What is being asked:
Your task is to copy the records that follow exactly, minus any images.

Point-per-instance localization data
========================================================================
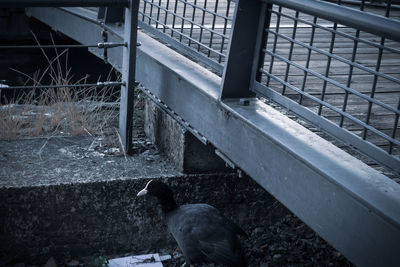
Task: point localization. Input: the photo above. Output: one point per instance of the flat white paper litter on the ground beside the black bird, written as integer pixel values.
(147, 260)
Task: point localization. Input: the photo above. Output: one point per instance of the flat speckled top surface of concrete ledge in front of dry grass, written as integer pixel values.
(54, 161)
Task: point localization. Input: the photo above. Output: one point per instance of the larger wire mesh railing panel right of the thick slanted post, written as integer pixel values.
(343, 80)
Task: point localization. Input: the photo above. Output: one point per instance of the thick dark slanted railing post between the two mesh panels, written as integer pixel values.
(246, 36)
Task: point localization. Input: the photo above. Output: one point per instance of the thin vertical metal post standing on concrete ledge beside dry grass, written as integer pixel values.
(128, 75)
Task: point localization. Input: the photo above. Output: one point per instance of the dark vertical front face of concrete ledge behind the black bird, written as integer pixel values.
(72, 220)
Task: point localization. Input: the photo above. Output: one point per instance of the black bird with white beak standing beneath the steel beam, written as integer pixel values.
(201, 231)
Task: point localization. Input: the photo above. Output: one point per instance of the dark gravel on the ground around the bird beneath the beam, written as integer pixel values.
(289, 242)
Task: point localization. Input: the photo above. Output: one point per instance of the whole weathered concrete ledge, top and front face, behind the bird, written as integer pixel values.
(78, 198)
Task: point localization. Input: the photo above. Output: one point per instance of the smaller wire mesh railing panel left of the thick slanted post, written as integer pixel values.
(198, 28)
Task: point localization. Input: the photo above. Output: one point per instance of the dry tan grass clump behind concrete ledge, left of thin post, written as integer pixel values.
(61, 111)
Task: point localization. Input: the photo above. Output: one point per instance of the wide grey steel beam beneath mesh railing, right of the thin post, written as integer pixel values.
(352, 206)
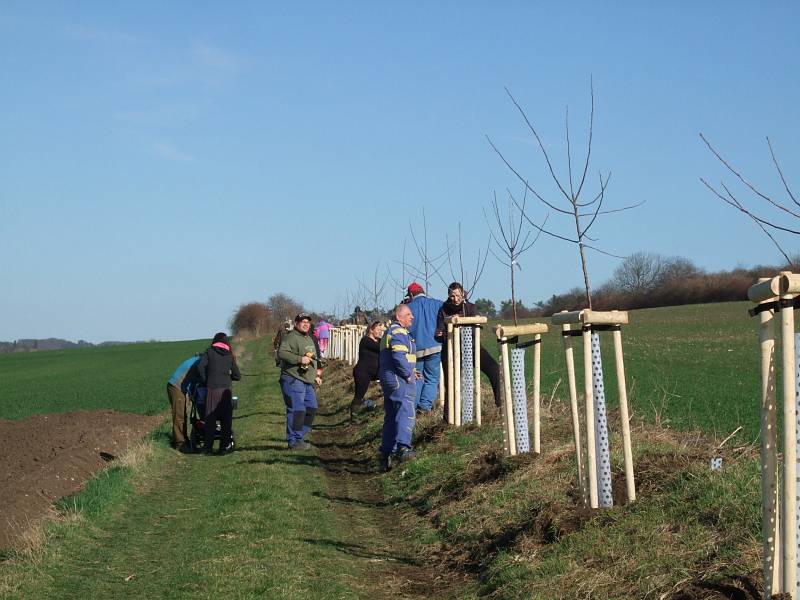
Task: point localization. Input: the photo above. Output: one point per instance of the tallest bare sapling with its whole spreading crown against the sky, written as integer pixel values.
(577, 210)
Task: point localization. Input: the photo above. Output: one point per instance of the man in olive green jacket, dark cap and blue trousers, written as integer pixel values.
(300, 371)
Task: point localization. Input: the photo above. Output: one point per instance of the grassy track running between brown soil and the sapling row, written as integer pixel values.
(261, 522)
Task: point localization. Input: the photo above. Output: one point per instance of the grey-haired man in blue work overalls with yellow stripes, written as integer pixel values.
(398, 376)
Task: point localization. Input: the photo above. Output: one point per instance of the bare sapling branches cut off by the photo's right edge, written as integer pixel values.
(784, 209)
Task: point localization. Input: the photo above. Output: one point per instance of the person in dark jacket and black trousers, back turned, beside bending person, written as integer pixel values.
(217, 369)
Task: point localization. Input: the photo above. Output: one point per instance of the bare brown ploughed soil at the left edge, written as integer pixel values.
(47, 457)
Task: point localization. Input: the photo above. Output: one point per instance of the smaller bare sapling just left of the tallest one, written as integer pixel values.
(515, 241)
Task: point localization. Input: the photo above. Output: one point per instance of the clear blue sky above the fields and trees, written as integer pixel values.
(162, 163)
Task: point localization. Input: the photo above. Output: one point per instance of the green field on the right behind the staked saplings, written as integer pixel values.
(688, 366)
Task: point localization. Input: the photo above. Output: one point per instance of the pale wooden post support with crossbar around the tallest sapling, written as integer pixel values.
(590, 321)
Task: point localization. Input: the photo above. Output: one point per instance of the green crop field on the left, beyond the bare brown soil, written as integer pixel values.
(130, 378)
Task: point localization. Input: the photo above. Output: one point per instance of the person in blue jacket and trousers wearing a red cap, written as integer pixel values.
(429, 351)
========================================================================
Answer to the exercise:
Task: point localization. Input: the photo above. Output: one point per instance of the flat white paper litter on the ground beside the black bird, written as integer pixel values.
(147, 260)
Task: point localization. Input: the photo above. Output: one point per instance of the flat speckled top surface of concrete ledge in front of dry grass, written as integer pixel values.
(54, 161)
Task: point localization. Input: the photo above. Output: one point per instance of the larger wire mesh railing panel right of the thick slanted post, written as integer pixel values.
(343, 80)
Task: point localization. Input: the photo above. Output: one point per instance of the thick dark slanted railing post between the two mesh panels, written as integer pixel values.
(246, 36)
Task: point localization. Input: the photo above. Output: one point per instance of the thin vertical metal post standing on concrete ledge beside dry grass, written as integer pixel values.
(128, 75)
Task: point localization. Input: the photo above. Output: one point per instance of the dark vertical front face of concrete ledge behind the black bird, written as integer pixel values.
(72, 220)
Task: point localization. Input: the photo above. Output: one point per instance of the black bird with white beak standing beneath the steel beam, written as integer pixel values.
(201, 231)
Task: point localization. Input: the photo above. Output: one point per instance of the dark gravel on the ground around the bird beneath the beam, written as integer pixel values.
(289, 242)
Task: point localization. Input: the photo above. Output: one point per instance of the whole weathered concrete ledge, top and front face, behind the bird, written as integer pixel values.
(78, 198)
Task: point localization. Input: the photo above. Output: one point per instance of the smaller wire mesh railing panel left of the thick slanted post, written as integer pixel values.
(198, 28)
Task: point localization. Input: the photo above. Output: one point per instance of the dry tan grass clump behind concrete ledge, left of thin post, written as integer pixel values.
(61, 111)
Task: point localization. Input: the photo above. Output: one point per instance of the wide grey steel beam beneath mesh railing, right of the thin post, written as integer pixel values.
(352, 206)
Task: point localization. Input: the photo above. Output: one point per instance of the tallest bare sapling with its whole spreading crown against the sky, written as integer pixel values.
(577, 210)
Task: point localization. Input: the photo above. Output: one point per instance of the man in olive green jacket, dark cap and blue trousers, written as integer pixel values.
(300, 371)
Task: point localization. Input: the photo above. Output: one point per instance of the grassy track running between brown soil and the sapling row, written as integer pixel values.
(261, 522)
Task: point localization. Input: the photo above. Output: one point per instance of the grey-haired man in blue work overalls with yellow stripes, written as integer pixel values.
(398, 376)
Task: point localization. Input: the photo above. Output: one point per instance of the bare sapling branches cut off by the photo's right edge, written as integer pixel values.
(784, 209)
Task: point localization. Input: the photo above. Output: one point per instance of the person in dark jacket and black trousers, back turned, beside bending person, written as integer pixel values.
(217, 369)
Task: point localization. Input: the photo above. Output: one point per instance of the bare brown ploughed soil at the left edge, written as integer pixel values.
(47, 457)
Task: point localization. Input: the photo above. Output: one point per instance of the smaller bare sapling just left of the tallest one, written as integer pixel values.
(515, 241)
Task: point localization. Input: the photo above. Output: one point per instance of the clear blue sky above the fields and trees, written as integer pixel values.
(162, 163)
Task: point localization. Input: the photo above. Output: one point per instance of the green field on the right behind the staked saplings, written as integer pixel values.
(688, 366)
Task: point localization. Input: the photo above. Output: one point per instance of the pale wooden post support with crossbar around the tallest sapling, written as integer pixel values.
(590, 321)
Task: point localization. Input: the photo above. Output: one point per instance of the green crop field on the left, beyond the bare brown soil, written as integer pixel values.
(130, 378)
Task: point localization. Input: the photo above. Output: one point per instance of the person in blue jacket and trousers wearing a red cap, written as integer pixel values.
(429, 351)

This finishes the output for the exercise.